▶ **Input**:
■ ■ ■ ■ ■ ■ ■

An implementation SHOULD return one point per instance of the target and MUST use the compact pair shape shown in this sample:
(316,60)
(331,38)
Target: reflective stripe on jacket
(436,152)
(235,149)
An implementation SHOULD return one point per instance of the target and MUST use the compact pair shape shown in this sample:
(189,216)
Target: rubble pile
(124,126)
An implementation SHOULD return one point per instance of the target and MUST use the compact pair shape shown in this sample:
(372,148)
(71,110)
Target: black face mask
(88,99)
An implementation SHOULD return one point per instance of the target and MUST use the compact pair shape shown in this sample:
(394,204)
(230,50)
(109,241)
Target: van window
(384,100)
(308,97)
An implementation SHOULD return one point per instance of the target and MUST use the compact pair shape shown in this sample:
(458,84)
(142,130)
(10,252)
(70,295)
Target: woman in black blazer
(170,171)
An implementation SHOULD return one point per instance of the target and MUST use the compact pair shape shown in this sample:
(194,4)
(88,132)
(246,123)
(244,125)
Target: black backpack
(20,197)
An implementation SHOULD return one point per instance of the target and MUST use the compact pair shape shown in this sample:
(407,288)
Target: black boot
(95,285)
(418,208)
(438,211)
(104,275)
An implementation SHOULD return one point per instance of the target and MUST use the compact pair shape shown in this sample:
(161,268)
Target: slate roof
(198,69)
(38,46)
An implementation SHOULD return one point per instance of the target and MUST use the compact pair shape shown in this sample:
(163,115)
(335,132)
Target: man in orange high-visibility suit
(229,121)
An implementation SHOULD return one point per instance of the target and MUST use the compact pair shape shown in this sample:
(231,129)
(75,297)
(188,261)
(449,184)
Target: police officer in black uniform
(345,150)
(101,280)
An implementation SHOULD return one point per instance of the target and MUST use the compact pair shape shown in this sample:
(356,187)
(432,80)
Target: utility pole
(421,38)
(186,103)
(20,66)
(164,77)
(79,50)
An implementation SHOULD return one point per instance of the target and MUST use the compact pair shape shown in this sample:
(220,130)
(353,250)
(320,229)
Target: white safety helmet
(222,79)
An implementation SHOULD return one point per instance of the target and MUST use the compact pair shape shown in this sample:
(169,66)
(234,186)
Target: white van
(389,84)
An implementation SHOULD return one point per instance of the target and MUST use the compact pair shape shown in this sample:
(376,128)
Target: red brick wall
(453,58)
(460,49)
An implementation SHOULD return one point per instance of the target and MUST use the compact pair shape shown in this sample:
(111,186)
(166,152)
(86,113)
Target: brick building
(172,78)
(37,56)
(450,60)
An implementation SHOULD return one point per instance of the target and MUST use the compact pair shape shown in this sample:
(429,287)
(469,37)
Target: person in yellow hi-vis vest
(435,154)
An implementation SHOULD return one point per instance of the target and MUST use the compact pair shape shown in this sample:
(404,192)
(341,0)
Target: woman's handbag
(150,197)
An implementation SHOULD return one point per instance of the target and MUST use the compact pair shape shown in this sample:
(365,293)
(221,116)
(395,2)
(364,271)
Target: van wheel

■ ■ ■ ■ ■ ■ ■

▶ **Exercise details**:
Print all of the records, leaving each one exactly as it appears above.

▶ **Solution to the exercise**:
An implementation SHOULD return one point per instance of the target and MUST use the compact pair shape shown in this sample:
(316,60)
(331,38)
Target: reflective stripe on jacket
(436,152)
(235,149)
An implementation SHOULD return one point per instance of the target and MUST use the compact pair shape shown in this sample:
(189,216)
Target: rubble pile
(124,126)
An implementation SHOULD return one point per instance of the target and MUST use the compact pair shape shown in this sample:
(372,148)
(71,110)
Target: black face mask
(88,99)
An implementation SHOULD return one point per instance of the target and MUST use the compact pair shape shown in this sample:
(394,204)
(230,50)
(109,241)
Target: van window
(384,100)
(308,97)
An implementation SHOULD return one point per instance of the target and MUST use the compact pair shape shown in this sample:
(458,84)
(142,130)
(10,252)
(70,295)
Target: woman in black blazer
(170,171)
An implementation SHOULD return one point per instance of the target and MUST use the compact pair shape shown in this sample:
(194,4)
(88,132)
(246,123)
(244,125)
Target: black backpack
(20,197)
An implementation SHOULD return one point per instance of the target and MUST use the compact pair shape shown in this sample:
(407,288)
Target: black boot
(95,285)
(418,208)
(438,211)
(104,275)
An implementation SHOULD return one point per instance of the target and MUST use the compact pair shape shown in this sample:
(161,268)
Target: slate roof
(198,69)
(38,46)
An implementation SHOULD return one point per instance of the target and MUST use the compact pair shape shown in this sample:
(163,115)
(335,132)
Target: man in orange high-visibility suit
(229,121)
An implementation SHOULD return one point per instance of the target and MUST use the compact pair shape shown in this sample:
(231,129)
(75,297)
(188,261)
(449,184)
Target: police officer in black uniform
(345,150)
(101,280)
An implementation SHOULD return one point per instance of the target and MUST use the compact pair shape shown in this sample:
(356,187)
(432,80)
Target: utility pole
(421,38)
(186,103)
(20,66)
(164,77)
(79,50)
An implementation SHOULD return one point per instance of the target and MUST use the compact pair shape shown in this sample:
(220,130)
(353,250)
(320,229)
Target: white safety helmet
(222,79)
An implementation SHOULD return one point per instance of the target and MUST use the compact pair shape shown in this sample:
(169,66)
(234,186)
Target: white van
(389,84)
An implementation SHOULD return one point per instance of the target and MUST use the compact pair shape shown in this sample:
(376,128)
Target: red brick wall
(453,58)
(460,49)
An implementation SHOULD return one point per instance of the target and MUST use the compact pair shape shown in this sample:
(111,186)
(166,152)
(86,113)
Target: brick building
(172,78)
(37,56)
(450,60)
An implementation SHOULD return one point per instance of the target and MUST use the compact pair shape shown in this sample:
(429,287)
(469,37)
Target: person in yellow hi-vis vest
(435,154)
An implementation SHOULD return one point per instance of the target and MUST use the compact pair shape shown in this sample:
(404,192)
(341,0)
Target: woman's handbag
(150,197)
An implementation SHOULD return one point per instance of the target and MUST use the compact pair shape shown in this sample:
(365,293)
(221,116)
(395,2)
(364,271)
Target: van wheel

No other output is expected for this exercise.